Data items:
▬▬▬▬▬▬

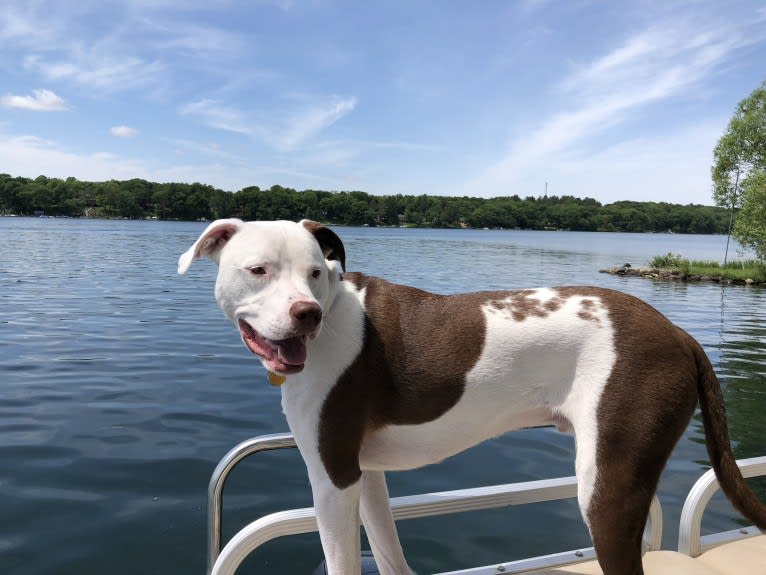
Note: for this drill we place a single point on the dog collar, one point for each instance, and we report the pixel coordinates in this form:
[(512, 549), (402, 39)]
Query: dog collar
[(275, 379)]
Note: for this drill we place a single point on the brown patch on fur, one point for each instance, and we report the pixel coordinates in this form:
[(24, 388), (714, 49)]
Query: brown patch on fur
[(331, 244), (521, 304), (418, 348), (587, 311)]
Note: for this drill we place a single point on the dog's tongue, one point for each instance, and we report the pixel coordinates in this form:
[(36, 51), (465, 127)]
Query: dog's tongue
[(291, 351)]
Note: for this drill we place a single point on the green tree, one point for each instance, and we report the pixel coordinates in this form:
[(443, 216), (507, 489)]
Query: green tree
[(750, 226), (739, 162)]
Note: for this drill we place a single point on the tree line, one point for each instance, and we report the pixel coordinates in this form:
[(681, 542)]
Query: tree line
[(140, 199)]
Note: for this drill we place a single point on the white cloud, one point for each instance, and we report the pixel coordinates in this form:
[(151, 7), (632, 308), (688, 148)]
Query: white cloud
[(39, 101), (123, 131), (663, 62), (30, 155), (216, 115), (310, 121)]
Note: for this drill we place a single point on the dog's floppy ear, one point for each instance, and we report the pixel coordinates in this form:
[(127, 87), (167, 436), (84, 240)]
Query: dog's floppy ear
[(332, 246), (210, 242)]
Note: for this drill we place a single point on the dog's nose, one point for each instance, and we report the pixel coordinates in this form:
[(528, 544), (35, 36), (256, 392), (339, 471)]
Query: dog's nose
[(306, 314)]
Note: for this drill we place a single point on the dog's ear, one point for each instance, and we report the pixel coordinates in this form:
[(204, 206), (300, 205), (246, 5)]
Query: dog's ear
[(332, 246), (210, 242)]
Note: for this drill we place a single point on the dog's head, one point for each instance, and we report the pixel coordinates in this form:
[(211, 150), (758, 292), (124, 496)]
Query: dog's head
[(275, 280)]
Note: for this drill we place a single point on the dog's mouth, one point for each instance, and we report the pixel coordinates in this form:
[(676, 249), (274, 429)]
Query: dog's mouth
[(284, 356)]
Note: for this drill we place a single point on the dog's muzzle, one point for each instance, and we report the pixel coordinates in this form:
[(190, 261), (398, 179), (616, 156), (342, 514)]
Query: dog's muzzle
[(283, 356)]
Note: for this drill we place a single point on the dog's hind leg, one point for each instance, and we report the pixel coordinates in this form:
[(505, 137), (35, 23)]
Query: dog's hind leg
[(627, 461), (379, 525)]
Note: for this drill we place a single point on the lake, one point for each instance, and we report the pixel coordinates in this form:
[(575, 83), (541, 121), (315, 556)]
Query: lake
[(122, 385)]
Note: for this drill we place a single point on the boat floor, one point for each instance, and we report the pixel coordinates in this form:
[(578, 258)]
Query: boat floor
[(741, 557)]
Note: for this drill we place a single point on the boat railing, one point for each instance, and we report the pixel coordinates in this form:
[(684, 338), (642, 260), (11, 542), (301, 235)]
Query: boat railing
[(292, 522), (690, 539)]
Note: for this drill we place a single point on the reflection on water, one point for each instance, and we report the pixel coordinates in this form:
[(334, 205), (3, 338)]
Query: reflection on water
[(122, 386)]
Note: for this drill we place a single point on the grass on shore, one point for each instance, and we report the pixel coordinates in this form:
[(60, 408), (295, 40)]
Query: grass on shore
[(734, 270)]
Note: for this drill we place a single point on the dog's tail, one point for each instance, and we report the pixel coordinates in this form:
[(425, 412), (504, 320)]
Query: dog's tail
[(719, 446)]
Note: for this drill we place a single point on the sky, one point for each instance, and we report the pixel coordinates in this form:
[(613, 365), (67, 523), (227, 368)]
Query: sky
[(607, 100)]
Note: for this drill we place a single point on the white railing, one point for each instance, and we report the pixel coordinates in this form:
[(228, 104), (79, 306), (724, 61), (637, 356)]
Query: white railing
[(690, 540), (226, 561)]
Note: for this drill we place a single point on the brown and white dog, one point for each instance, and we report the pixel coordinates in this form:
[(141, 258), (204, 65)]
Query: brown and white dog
[(382, 376)]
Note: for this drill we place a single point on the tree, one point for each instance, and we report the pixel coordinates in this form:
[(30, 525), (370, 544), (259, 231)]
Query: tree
[(739, 162), (750, 227)]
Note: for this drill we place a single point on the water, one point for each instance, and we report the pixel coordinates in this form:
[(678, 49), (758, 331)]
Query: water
[(122, 385)]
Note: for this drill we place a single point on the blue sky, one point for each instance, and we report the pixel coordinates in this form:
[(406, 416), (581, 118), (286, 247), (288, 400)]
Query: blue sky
[(609, 100)]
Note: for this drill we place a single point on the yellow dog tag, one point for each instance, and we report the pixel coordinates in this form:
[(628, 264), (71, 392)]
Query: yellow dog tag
[(275, 379)]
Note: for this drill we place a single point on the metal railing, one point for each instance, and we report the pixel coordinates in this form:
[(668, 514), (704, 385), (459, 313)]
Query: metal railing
[(218, 479), (226, 561), (690, 540)]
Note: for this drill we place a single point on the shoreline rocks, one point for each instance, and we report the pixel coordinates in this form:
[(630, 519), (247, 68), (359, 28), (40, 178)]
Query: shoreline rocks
[(674, 275)]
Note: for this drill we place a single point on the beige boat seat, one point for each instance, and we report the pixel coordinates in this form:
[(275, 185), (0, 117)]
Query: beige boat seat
[(741, 557)]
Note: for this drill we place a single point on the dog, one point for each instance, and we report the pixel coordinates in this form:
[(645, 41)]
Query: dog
[(378, 376)]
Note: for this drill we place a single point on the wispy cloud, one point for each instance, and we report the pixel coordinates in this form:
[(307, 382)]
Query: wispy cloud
[(660, 63), (123, 131), (39, 101), (308, 122), (110, 73), (217, 115)]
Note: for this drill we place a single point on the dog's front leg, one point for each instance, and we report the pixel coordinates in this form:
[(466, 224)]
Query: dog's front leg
[(379, 525), (337, 513)]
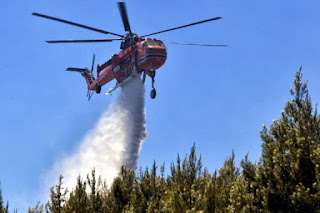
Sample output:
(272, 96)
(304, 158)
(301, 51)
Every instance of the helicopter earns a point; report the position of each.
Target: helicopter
(138, 55)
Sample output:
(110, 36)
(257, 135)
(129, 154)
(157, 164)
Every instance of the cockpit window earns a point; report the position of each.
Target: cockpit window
(151, 42)
(161, 43)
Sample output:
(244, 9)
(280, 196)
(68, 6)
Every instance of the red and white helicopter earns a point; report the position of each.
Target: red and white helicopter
(139, 54)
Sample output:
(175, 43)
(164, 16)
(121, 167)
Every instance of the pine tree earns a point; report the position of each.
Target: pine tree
(57, 197)
(290, 155)
(78, 201)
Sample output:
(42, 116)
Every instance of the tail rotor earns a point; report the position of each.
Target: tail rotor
(93, 59)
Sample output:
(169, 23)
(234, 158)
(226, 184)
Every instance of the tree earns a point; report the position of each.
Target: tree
(57, 197)
(290, 155)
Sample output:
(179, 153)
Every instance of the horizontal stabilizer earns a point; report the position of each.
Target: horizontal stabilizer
(76, 69)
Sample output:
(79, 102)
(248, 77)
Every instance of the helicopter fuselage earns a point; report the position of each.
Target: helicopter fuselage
(146, 55)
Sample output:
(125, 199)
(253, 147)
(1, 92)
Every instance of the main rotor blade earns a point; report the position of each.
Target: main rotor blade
(82, 41)
(187, 25)
(75, 24)
(124, 16)
(206, 45)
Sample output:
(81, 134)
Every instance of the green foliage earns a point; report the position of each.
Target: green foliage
(286, 178)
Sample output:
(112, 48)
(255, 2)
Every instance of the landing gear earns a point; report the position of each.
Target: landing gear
(98, 88)
(153, 92)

▬▬▬▬▬▬

EXERCISE PROMPT>
Rewrite all the lines of the records above as a single numbered list, skipping any blank lines. Leave the pictures out of your answer.

THE RESULT>
1. Note: for this drill we place a single point on the dog collar, one point for each instance, and we report the pixel coordinates in this form:
2. [(512, 549), (402, 39)]
3. Query: dog collar
4. [(275, 379)]
5. Note: for this drill we place a single point on the brown patch on fur, one point for each instance, and we report the pixel coordinates in this form:
6. [(24, 388), (714, 49)]
7. Query: brown patch on fur
8. [(331, 244), (521, 304), (418, 348), (587, 311)]
9. Note: for this drill we place a single point on the dog's tongue, one point for each instance, and we report the pixel coordinates in this form:
10. [(36, 51), (465, 127)]
11. Query: dog's tongue
12. [(291, 351)]
13. Note: for this drill we place a single point on the green tree, one point for each instance, and we report the pixel coordinates in this form:
14. [(443, 216), (507, 489)]
15. Query: green tree
16. [(750, 226), (739, 162)]
17. Note: for this drill we place a single point on the tree line, one point for each instance, and we report the pixel coordinates in this form:
18. [(681, 542)]
19. Query: tree line
20. [(140, 199)]
21. Note: for this drill we place a single point on the white cloud, one point for each instance, and we report the pixel coordinates in this form:
22. [(151, 7), (632, 308), (688, 148)]
23. Query: white cloud
24. [(39, 101), (123, 131), (663, 62), (30, 155), (216, 115), (310, 121)]
25. Note: for this drill we place a single point on the dog's floppy ear, one point for each instance, and we report the pixel coordinates in this form:
26. [(127, 87), (167, 436), (84, 240)]
27. Query: dog's floppy ear
28. [(332, 246), (210, 242)]
29. Note: for this drill we place a single point on the dog's nose, one point for each instance, and we report the pixel coordinates in this form:
30. [(528, 544), (35, 36), (256, 392), (339, 471)]
31. Query: dog's nose
32. [(306, 314)]
33. Note: for this drill we place a single point on the dog's ear, one point for each instance, and we report the pixel coordinates in this form:
34. [(204, 206), (300, 205), (246, 5)]
35. Query: dog's ear
36. [(332, 246), (210, 242)]
37. Note: for this drill we place a single point on the dog's head, one point for each instance, and we report the pixel coordinates in this form:
38. [(211, 150), (758, 292), (124, 496)]
39. Query: dog's head
40. [(275, 280)]
41. Note: for this drill we place a single point on the dog's mouth, one point for each instance, and we report the pixel coordinates in this form:
42. [(676, 249), (274, 429)]
43. Query: dog's mouth
44. [(284, 356)]
45. Note: for this drill we place a single point on the dog's muzzle, one point for each instance, and we report the pixel coordinates in this form:
46. [(190, 261), (398, 179), (616, 156), (342, 514)]
47. Query: dog's muzzle
48. [(283, 356)]
49. Note: for this drill we place a single point on the dog's hind leg, one point for each instance, and we report the pixel coordinates in this form:
50. [(505, 137), (35, 23)]
51. Query: dog's hind leg
52. [(627, 461), (379, 525)]
53. Note: for this drill we place a single point on the lake, one point for each instance, and we report the pixel coordinates in this form:
54. [(575, 83), (541, 121), (315, 556)]
55. Query: lake
56. [(122, 385)]
57. Note: for this drill we place a single point on the boat floor, one point for each instance, and we report the pixel coordinates in this form:
58. [(578, 258)]
59. Query: boat floor
60. [(741, 557)]
61. Note: for this drill we place a single point on the boat railing, one point for each instance, and we report the pixel coordinates in this form:
62. [(684, 338), (642, 260), (11, 542), (301, 235)]
63. Query: boat railing
64. [(292, 522), (690, 539)]
65. Note: for this drill we place a single point on the reflection on water, one point for each instance, and we report the pixel coordinates in this form:
66. [(334, 205), (3, 338)]
67. Query: reflection on water
68. [(122, 386)]
69. Note: for this drill we place a single point on the grass on shore, one point for each instance, and we report the pixel coordinates in this form:
70. [(60, 408), (295, 40)]
71. Query: grass on shore
72. [(734, 270)]
73. Note: for this drill we place a single point on the dog's tail, one point for each instance, and we report the pixel coordinates in this form:
74. [(425, 412), (504, 320)]
75. Query: dog's tail
76. [(719, 446)]
77. Note: for this drill we place a single point on the sky, one point for each instance, and we report the pixel coordinates in this form:
78. [(613, 365), (67, 523), (227, 368)]
79. Query: sky
80. [(607, 100)]
81. Note: for this drill we place a single point on the white railing, one point for each instance, and we report the pixel coordinates in this form:
82. [(228, 104), (79, 306), (724, 61), (637, 356)]
83. Query: white railing
84. [(690, 540), (226, 561)]
85. Note: for this drill we place a single point on the brown and white dog, one point for each instance, and we report the pixel coordinates in this form:
86. [(141, 258), (204, 65)]
87. Query: brown and white dog
88. [(382, 376)]
89. Note: for this drill we place a single point on the tree, one point for each instance, and we report the pixel coordinates in this form:
90. [(30, 525), (370, 544), (259, 231)]
91. Query: tree
92. [(739, 162), (750, 227)]
93. Note: for this drill we place a single point on the water, one point for each instance, and we report the pixel coordinates in this form:
94. [(678, 49), (758, 331)]
95. Query: water
96. [(122, 385)]
97. Note: for this drill we place a single point on the blue sky, one point for each instance, and we report the pixel coordinates in this form:
98. [(406, 416), (581, 118), (286, 247), (288, 400)]
99. Query: blue sky
100. [(609, 100)]
101. Note: for this drill we place a single point on the yellow dog tag, one point for each instance, and we report the pixel coordinates in this form:
102. [(628, 264), (71, 392)]
103. Query: yellow dog tag
104. [(275, 379)]
105. Note: for this drill we place a single point on the metal railing, one point for each instance, and we report the pixel coordinates in this form:
106. [(668, 514), (704, 385), (459, 313)]
107. Query: metal railing
108. [(218, 479), (226, 561), (690, 540)]
109. Note: for this drill we place a single point on the shoreline rocks, one point for each instance, and we report the pixel coordinates in this form:
110. [(630, 519), (247, 68), (359, 28), (40, 178)]
111. Query: shoreline rocks
112. [(674, 275)]
113. Note: for this drill we place a single point on the beige boat seat, one point for each instance, and we report the pixel coordinates in this form:
114. [(275, 185), (0, 117)]
115. Query: beige boat seat
116. [(741, 557)]
117. Note: for this drill we place a single point on the dog, one point for each instance, and we report the pixel coordinates in this form:
118. [(645, 41)]
119. Query: dog
120. [(378, 376)]
121. Note: for this drill we place a single point on the wispy cloud, one point for each instance, and we report the pixel coordinates in this form:
122. [(307, 382)]
123. Query: wispy cloud
124. [(660, 63), (123, 131), (39, 101), (308, 122), (110, 73), (217, 115)]
125. Note: for this drill we place a single point on the dog's front leg, one point for each instance, and we report the pixel coordinates in this form:
126. [(466, 224)]
127. Query: dog's front leg
128. [(379, 525), (337, 513)]
129. Sample output:
130. (272, 96)
131. (304, 158)
132. (301, 51)
133. Every instance of the helicopter earns a point; report the position of each.
134. Target: helicopter
135. (138, 55)
136. Sample output:
137. (110, 36)
138. (257, 135)
139. (129, 154)
140. (157, 164)
141. Every instance of the cockpit window earns a point; report the position of each.
142. Target: cockpit window
143. (151, 42)
144. (161, 43)
145. Sample output:
146. (244, 9)
147. (280, 196)
148. (68, 6)
149. Every instance of the red and white helicopter earns a point; report the position of each.
150. Target: red and white helicopter
151. (139, 54)
152. Sample output:
153. (175, 43)
154. (164, 16)
155. (121, 167)
156. Every instance of the pine tree earns a point; report the position of each.
157. Target: pine tree
158. (57, 197)
159. (290, 155)
160. (78, 201)
161. Sample output:
162. (42, 116)
163. Every instance of the tail rotor earns a point; report the position of each.
164. Target: tail rotor
165. (93, 59)
166. Sample output:
167. (169, 23)
168. (234, 158)
169. (226, 184)
170. Every instance of the tree earns a point; report the position of each.
171. Target: tree
172. (57, 197)
173. (290, 155)
174. Sample output:
175. (179, 153)
176. Every instance of the horizontal stabilizer earns a point; report the position of each.
177. Target: horizontal stabilizer
178. (76, 69)
179. Sample output:
180. (79, 102)
181. (248, 77)
182. Every instance of the helicopter fuselage earns a point; report the position of each.
183. Target: helicopter fuselage
184. (146, 55)
185. Sample output:
186. (125, 199)
187. (253, 147)
188. (1, 92)
189. Every instance of the main rotor blade earns a point; report the position of each.
190. Target: main rotor blade
191. (82, 41)
192. (187, 25)
193. (75, 24)
194. (124, 16)
195. (206, 45)
196. Sample output:
197. (81, 134)
198. Every instance of the green foliage earns a point; report the position of each.
199. Target: green foliage
200. (286, 178)
201. Sample output:
202. (112, 48)
203. (255, 2)
204. Every instance of the landing gear earns a point; report the position of each.
205. Target: landing gear
206. (98, 88)
207. (153, 92)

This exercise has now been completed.